_TEXTO DE LEITURA:_
++++

18.11.07

Navegar a barquinhos de papel


No princípio havia apenas o mar, um imenso vasto mar azul e como todo mar azul, este mar era calmo e também agitado, cujas calmarias e tormentas variavam co’as correntes que movimentavam as águas daquele mar. O mar era tão azul, dum azul forte, até meio enegrecido em suas profundezas, mas de águas superficiais claras; como se o claro e o escuro fossem separados por algo naquele mar.
Tomou uma folha de papel, branca, sem traços ou margens, e cuidadosamente a dobrou com suas mãos hábeis e ágeis e em pouco tempo havia feito um barquinho de papel. Colocou-o a navegar, um ligeiro sopro o fez tomar rumo e velocidade e o barquinho de papel foi-se pelo vasto mar azul. Tomou outra folha e fez outro barquinho, tomou mais uma folha e fez mais um barquinho e em pouco tempo já havia tantos barquinhos naquele mar azul – impossível contá-los.
Nenhum barquinho regressava, todos navegavam em seu rumo próprio, retilíneos e tortuosos, uns mais rápidos, outros muito vagaroso; alguns as correntezas levaram em velocidade, a outros o único impulso foi o sopro que os pôs a navegar e houve uns poucos que empacaram no caminho e ficaram navegando em círculos. E aquele imenso mar azul foi-se pontilhando de branco.
Longe ou perto do cais, os barquinhos de papel se encharcavam de água, os mais fracos navegavam poucas milhas e logo naufragavam, outros iam afundando bem lentamente e quando já estavam totalmente submersos, distavam muitas e muitas milhas do ponto de partida. Mas o mar azul não chegou a ficar sem barcos a navegar-lhe, porque para cada barquinho naufragado, dez eram colocados a navegar.
E foi quando olhava aquele vasto mar azul pontilhado de branco que notou dois barquinhos em rota de colisão; que aconteceria?, perguntou-se, afundariam juntos? um seguiria seu rumo enquanto o outro imergiria devagar?; pouco antes de se colidirem de frente, os dois barquinhos se emparelharam e seguiram navegando lado a lado, um protegendo o outro quando alguma tormenta lhes lançava ondas gigantescas ou quando um redemoinho ameaçava sugá-los.
No entanto, cada barquinho era um barquinho e um deles começou a absorver mais água que o outro e dava sinais de que iria afundar antes, o outro barquinho tentou regressar ao seu encontro, mas o caminho andado não podia ser retomado e os dois barquinhos começaram a se afastar um do outro, se separando. Ele observou a cena e ponderou: aproximou seu rosto do barquinho que estava naufragando e assoprou sobre ele até emparelhá-los novamente, mas o barquinho já absorvera água demais e não delongou muito a afundar. O outro barquinho, sabe-se lá como, conseguiu atracar; atracou em alto mar, naquele vasto mar azul e ali ficou até absorver água suficiente para afundar ao lado do barquinho que já tinha naufragado.




Imagem de Socketless.

5.11.07

Passaporte único da eterna viagem


Um passeio. Leve deslizar pelas estradas curvas no embalo da velocidade e dos ventos tocando o corpo como num flutuar sem-fim vagueando pelo anil cerúleo daquelas horas únicas, neutras e paradas. Lento caminhar permeando subidas e descidas, trazendo os longes para perto, avistando-os pequenino; diminuto o tão desejado destino.

++++

_MATERIAL FORNECIDO:_
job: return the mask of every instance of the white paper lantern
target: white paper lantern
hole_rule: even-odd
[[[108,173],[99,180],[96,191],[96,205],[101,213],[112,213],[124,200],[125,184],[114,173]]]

++++

_EXERCÍCIO PROPOSTO A:_ No texto de leitura, quantos barquinhos eram postos a navegar para cada barquinho que naufragava?
_EXERCÍCIO PROPOSTO B:_ Reescreva o trecho do texto de leitura que começa em "Um passeio. Leve" e segue até "tão desejado destino.", trocando "estradas curvas" por "trilhas sinuosas".

_SOLUÇÃO DETALHADA A:_ Dez barquinhos.

_SOLUÇÃO DETALHADA B:_
Um passeio. Leve deslizar pelas trilhas sinuosas no embalo da velocidade e dos ventos tocando o corpo como num flutuar sem-fim vagueando pelo anil cerúleo daquelas horas únicas, neutras e paradas. Lento caminhar permeando subidas e descidas, trazendo os longes para perto, avistando-os pequenino; diminuto o tão desejado destino.